Reproduce every line of the entries below without any change, and leave the pictures out.

━━━━━━━━━━━━━━━━━━━━━━━━━━━━━━

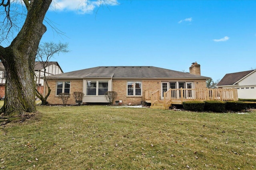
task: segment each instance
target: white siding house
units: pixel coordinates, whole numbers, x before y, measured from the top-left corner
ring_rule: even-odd
[[[46,68],[46,76],[49,76],[63,73],[63,72],[57,62],[44,62]],[[41,93],[44,92],[44,81],[42,78],[44,72],[42,63],[40,62],[35,62],[35,81],[36,81],[38,90]],[[0,98],[4,96],[6,72],[4,67],[0,62]]]
[[[218,88],[236,88],[238,98],[256,99],[256,69],[227,74],[217,85]]]

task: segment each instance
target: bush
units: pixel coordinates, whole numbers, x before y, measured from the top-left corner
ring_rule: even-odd
[[[189,101],[182,102],[184,109],[191,111],[203,111],[205,104],[204,102],[202,101]]]
[[[247,108],[256,109],[256,102],[245,102],[247,104]]]
[[[117,93],[114,91],[109,91],[105,93],[104,95],[109,104],[112,106],[114,102],[117,97]]]
[[[78,106],[81,105],[83,103],[83,98],[84,96],[84,94],[80,92],[74,92],[73,93],[73,96],[76,100]]]
[[[246,109],[247,104],[240,101],[226,101],[226,109],[232,111],[241,111]]]
[[[241,102],[256,102],[256,99],[238,99],[238,101]]]
[[[208,100],[204,101],[204,110],[215,112],[223,112],[225,111],[226,103],[219,100]]]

━━━━━━━━━━━━━━━━━━━━━━━━━━━━━━

**Task answer:**
task: segment each instance
target: white siding house
units: pixel coordinates, whole numbers, x before y, measured from the top-left corner
ring_rule: even-odd
[[[46,68],[46,76],[49,76],[63,73],[63,72],[57,62],[44,62]],[[41,93],[44,92],[44,81],[42,78],[44,72],[42,63],[40,62],[35,62],[35,81],[36,81],[38,90]],[[0,98],[4,96],[6,72],[4,67],[0,62]]]
[[[218,88],[236,88],[238,98],[256,99],[256,69],[227,74],[217,85]]]

task: segment each instance
target: bush
units: pixel coordinates, whole numbers, x before y, measured from the top-left corner
ring_rule: even-odd
[[[189,101],[182,102],[184,109],[191,111],[203,111],[205,104],[204,102],[202,101]]]
[[[247,108],[256,109],[256,102],[245,102],[247,104]]]
[[[117,93],[114,91],[109,91],[105,93],[104,95],[109,104],[112,106],[114,102],[117,97]]]
[[[78,106],[81,105],[83,103],[83,98],[84,96],[84,94],[80,92],[74,92],[73,93],[73,96],[76,100]]]
[[[246,109],[247,104],[240,101],[226,101],[226,109],[232,111],[241,111]]]
[[[241,102],[256,102],[256,99],[238,99],[238,101]]]
[[[208,100],[204,101],[204,110],[215,112],[223,112],[225,111],[226,103],[219,100]]]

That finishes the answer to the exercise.